-- START RECORD LIST --
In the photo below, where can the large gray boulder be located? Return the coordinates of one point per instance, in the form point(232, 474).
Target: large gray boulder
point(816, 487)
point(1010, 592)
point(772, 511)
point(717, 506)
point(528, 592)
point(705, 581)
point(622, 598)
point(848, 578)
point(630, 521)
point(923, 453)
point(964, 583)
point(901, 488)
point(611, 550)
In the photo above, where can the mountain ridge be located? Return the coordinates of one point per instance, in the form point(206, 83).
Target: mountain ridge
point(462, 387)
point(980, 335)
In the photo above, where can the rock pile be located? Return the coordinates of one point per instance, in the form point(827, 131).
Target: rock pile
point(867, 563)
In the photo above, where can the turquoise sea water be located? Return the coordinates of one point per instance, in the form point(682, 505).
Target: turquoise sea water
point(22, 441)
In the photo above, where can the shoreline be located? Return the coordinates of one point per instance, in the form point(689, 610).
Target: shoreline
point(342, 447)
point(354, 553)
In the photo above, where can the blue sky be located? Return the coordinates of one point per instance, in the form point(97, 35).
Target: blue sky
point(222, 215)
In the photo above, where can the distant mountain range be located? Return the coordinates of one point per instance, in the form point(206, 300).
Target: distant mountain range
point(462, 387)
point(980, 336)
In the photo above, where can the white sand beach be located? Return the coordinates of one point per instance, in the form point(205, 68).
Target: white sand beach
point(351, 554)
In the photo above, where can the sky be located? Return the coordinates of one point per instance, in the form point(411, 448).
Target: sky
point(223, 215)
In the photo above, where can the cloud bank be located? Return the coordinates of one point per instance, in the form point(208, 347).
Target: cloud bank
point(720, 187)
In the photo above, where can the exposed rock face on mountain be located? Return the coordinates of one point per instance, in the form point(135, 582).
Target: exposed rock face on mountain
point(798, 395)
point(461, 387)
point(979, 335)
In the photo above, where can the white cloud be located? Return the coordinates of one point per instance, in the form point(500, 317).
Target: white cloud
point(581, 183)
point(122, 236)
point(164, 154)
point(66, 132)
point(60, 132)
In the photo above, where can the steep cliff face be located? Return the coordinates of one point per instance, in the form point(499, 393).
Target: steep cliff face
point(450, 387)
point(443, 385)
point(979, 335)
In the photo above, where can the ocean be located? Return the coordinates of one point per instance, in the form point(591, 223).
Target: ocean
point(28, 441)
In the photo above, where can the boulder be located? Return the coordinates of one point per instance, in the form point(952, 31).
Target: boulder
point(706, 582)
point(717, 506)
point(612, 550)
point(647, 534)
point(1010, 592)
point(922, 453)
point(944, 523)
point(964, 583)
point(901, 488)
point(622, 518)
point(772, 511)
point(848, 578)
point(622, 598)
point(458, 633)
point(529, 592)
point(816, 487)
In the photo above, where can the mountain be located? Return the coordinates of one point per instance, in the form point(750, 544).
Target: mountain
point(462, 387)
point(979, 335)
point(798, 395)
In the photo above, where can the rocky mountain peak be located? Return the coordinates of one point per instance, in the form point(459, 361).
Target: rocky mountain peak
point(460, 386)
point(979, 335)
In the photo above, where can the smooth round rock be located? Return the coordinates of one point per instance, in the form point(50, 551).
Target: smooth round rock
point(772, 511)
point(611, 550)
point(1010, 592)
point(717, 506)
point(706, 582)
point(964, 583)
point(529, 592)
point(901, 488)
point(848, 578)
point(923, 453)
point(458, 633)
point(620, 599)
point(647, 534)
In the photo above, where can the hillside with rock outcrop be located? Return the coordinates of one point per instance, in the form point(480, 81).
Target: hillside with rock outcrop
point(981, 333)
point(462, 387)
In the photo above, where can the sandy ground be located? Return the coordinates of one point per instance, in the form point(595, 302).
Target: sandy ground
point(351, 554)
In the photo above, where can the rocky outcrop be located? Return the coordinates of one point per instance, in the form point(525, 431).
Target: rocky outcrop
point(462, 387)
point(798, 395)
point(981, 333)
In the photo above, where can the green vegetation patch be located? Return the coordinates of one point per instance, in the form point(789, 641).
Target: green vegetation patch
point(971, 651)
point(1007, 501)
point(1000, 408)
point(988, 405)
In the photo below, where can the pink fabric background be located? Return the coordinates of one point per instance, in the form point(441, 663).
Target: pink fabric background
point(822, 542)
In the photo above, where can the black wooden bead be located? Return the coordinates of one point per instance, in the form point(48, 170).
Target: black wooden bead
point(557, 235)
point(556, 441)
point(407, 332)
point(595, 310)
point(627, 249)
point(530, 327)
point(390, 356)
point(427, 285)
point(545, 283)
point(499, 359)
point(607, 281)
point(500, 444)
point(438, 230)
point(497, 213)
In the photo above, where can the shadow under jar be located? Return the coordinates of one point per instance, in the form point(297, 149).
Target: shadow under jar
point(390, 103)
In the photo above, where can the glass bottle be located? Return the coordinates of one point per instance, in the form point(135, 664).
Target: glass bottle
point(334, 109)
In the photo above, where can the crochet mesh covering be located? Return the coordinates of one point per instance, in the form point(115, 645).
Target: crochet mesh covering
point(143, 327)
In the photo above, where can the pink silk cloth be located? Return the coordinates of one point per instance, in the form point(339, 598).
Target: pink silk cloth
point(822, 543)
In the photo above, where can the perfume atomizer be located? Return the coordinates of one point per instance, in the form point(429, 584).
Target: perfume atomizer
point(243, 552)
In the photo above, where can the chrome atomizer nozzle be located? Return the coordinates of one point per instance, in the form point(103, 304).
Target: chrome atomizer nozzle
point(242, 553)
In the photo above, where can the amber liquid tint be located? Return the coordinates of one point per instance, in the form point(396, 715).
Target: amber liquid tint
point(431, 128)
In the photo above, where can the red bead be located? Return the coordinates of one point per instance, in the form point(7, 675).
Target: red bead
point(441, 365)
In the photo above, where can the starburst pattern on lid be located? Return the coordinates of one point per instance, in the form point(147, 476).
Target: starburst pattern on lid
-- END RECORD LIST --
Take the line holding "In the photo above, where can the chrome" and all lines after it through the end of the data, and set them down exactly.

■ ANSWER FOR THE TASK ■
In the photo above, where can the chrome atomizer nozzle be located? Return the coordinates of one point per instance, in the form point(103, 304).
Target: chrome atomizer nozzle
point(242, 553)
In the photo above, where can the amber liquid tint be located? Return the coordinates of one point per instance, in the form point(396, 715).
Target: amber liquid tint
point(431, 128)
In the photo above, where can the red bead be located? Return the coordinates of one point per instance, in the form point(7, 675).
Target: red bead
point(441, 365)
In the photo above, where can the starburst pattern on lid be located? Return the coordinates of one point per instance, in the form point(147, 476).
Target: starburst pattern on lid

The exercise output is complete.